* START MATERIAL FOR THIS TASK *
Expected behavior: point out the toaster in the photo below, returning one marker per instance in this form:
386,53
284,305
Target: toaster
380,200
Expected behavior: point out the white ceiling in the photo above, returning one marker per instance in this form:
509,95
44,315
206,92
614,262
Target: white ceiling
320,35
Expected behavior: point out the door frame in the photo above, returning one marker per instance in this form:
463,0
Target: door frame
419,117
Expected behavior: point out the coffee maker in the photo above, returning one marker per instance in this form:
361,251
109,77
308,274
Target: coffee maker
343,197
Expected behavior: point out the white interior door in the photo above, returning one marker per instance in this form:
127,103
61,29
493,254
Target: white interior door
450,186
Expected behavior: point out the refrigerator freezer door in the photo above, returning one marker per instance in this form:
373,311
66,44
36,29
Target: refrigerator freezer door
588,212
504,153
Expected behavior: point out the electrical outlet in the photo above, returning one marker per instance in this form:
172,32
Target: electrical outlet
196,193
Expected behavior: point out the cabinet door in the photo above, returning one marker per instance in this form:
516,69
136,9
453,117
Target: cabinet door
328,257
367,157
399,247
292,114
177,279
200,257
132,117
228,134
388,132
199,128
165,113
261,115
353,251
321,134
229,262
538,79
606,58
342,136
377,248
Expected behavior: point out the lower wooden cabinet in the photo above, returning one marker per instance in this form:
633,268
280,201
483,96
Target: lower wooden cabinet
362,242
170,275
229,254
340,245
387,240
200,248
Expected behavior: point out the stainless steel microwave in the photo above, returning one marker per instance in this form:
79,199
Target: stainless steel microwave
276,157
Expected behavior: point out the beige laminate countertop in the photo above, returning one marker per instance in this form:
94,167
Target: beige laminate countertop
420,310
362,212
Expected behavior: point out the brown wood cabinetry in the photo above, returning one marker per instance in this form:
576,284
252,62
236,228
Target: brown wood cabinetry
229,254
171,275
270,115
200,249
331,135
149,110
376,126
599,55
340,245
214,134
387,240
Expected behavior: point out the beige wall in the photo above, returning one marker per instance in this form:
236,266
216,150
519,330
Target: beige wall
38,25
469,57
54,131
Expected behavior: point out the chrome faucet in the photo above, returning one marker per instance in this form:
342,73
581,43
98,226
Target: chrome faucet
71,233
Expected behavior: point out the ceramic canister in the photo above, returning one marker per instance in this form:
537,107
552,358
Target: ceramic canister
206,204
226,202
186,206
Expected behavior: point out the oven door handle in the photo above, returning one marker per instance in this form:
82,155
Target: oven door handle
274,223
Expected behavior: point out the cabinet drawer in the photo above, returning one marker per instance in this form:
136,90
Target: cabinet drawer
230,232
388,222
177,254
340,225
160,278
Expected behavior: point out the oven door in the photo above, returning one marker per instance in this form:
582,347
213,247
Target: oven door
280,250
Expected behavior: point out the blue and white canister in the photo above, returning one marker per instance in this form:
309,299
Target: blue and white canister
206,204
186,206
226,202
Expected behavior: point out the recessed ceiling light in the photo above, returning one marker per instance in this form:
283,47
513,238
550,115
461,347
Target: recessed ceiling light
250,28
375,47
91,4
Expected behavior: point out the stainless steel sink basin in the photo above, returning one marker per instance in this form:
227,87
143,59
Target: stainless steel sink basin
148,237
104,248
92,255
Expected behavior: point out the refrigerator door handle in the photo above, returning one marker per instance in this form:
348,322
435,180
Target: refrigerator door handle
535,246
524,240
* END MATERIAL FOR THIS TASK *
TASK GOAL => All of the data needs to be printed once more, exactly.

RESPONSE FOR THIS EXERCISE =>
Expected behavior: point out the toaster in the photo below, returning one marker per instance in this form:
386,53
284,305
Target: toaster
380,200
Expected behavior: point out the white ceiling in the photo above, returning one marker per instance in this form:
509,95
44,315
206,92
614,262
Target: white ceiling
320,35
Expected behavior: point out the door frame in the photo above, returning one marker per instance in this form:
463,0
Target: door frame
419,117
Expected behavior: point out the coffee maker in the photo above, returning one marker per instance in this form:
361,251
109,77
308,274
Target: coffee maker
343,197
Expected behavior: point out the white interior door in the photo above, returning one marker per instance in this form:
127,103
61,29
493,254
Target: white interior door
450,186
Expected behavior: point out the refrigerator freezer door in the photo above, returning one marker per instance in this form:
373,311
66,44
36,29
Target: refrigerator freezer door
588,212
504,153
Expected behavior: point out the electrical outlet in the photo above, returning one marker per instance in this form:
172,32
Target: electrical outlet
196,193
Expected behavior: point out the cabinet door in the photo above, returning one marker per instance in this form:
516,69
136,9
453,117
Target: cabinet door
328,257
367,157
399,247
292,114
177,279
200,257
132,117
228,134
388,132
199,128
165,113
261,115
353,251
321,134
229,262
538,79
606,58
342,136
377,248
Expected behavior: point out the lower wooden cabinet in the photo above, returning one marker per instance in this form:
633,268
280,201
483,96
Target: lower wooden cabinet
362,242
170,275
229,254
340,245
387,240
200,248
Expected behavior: point out the stainless steel microwave in the photo above, returning one marker per instance in this form:
79,199
Target: stainless steel microwave
276,157
Expected behavior: point out the beige laminate countertop in the photo above, returning one marker per instance in this form:
94,167
Target: beige laminate countertop
420,310
362,212
Expected behavior: point out the brown wood cabinetry in the photo above, returning one marker per instance in this form:
576,284
252,62
236,228
Target: brown wood cabinetry
229,254
171,275
270,115
200,249
331,135
149,110
376,126
599,55
340,245
214,134
387,240
Expected behavior: point out the beige wall in the photo above, returning one marker per instance in this form:
236,266
216,150
519,330
Target: beige wall
38,25
469,57
54,131
Expected behavior: point out the chrome faucet in the photo above, returning one marker per instance in this form:
342,73
581,43
98,226
Target: chrome faucet
71,233
Expected behavior: point out the ceramic canister in the photo above, returning one marker per instance in this form:
537,107
552,358
Target: ceramic canister
206,204
226,202
186,206
Expected behavior: point out the oven door handle in the photo above, returning one marker per instance in this form:
82,155
Target: oven door handle
274,223
Expected behavior: point out the cabinet drawer in the photo above, returning one marker per instance in this form:
136,90
Target: cabinet drawer
230,232
388,222
177,254
340,225
160,278
Expected behavior: point out the oven door in the photo above, returning one marker per instance in this form:
582,347
213,247
Target: oven door
280,250
Expected behavior: point out the blue and white canister in the photo above, returning one marker per instance in this form:
309,299
Target: blue and white canister
206,204
186,206
226,202
Expected behavior: point out the recessed ceiling light in the photo above, returning one marker per instance in this form:
283,47
513,238
550,115
461,347
Target: recessed ceiling light
250,28
375,47
91,4
Expected behavior: point out the stainless steel sink basin in the photo above, returning one marker per instance in this form:
227,87
143,59
Target: stainless steel sink basin
148,237
104,248
92,255
Expected behavior: point out the refrigerator door handle in the photo above, returning one marker per instance in this form:
348,322
435,180
Target: refrigerator door handle
535,246
524,240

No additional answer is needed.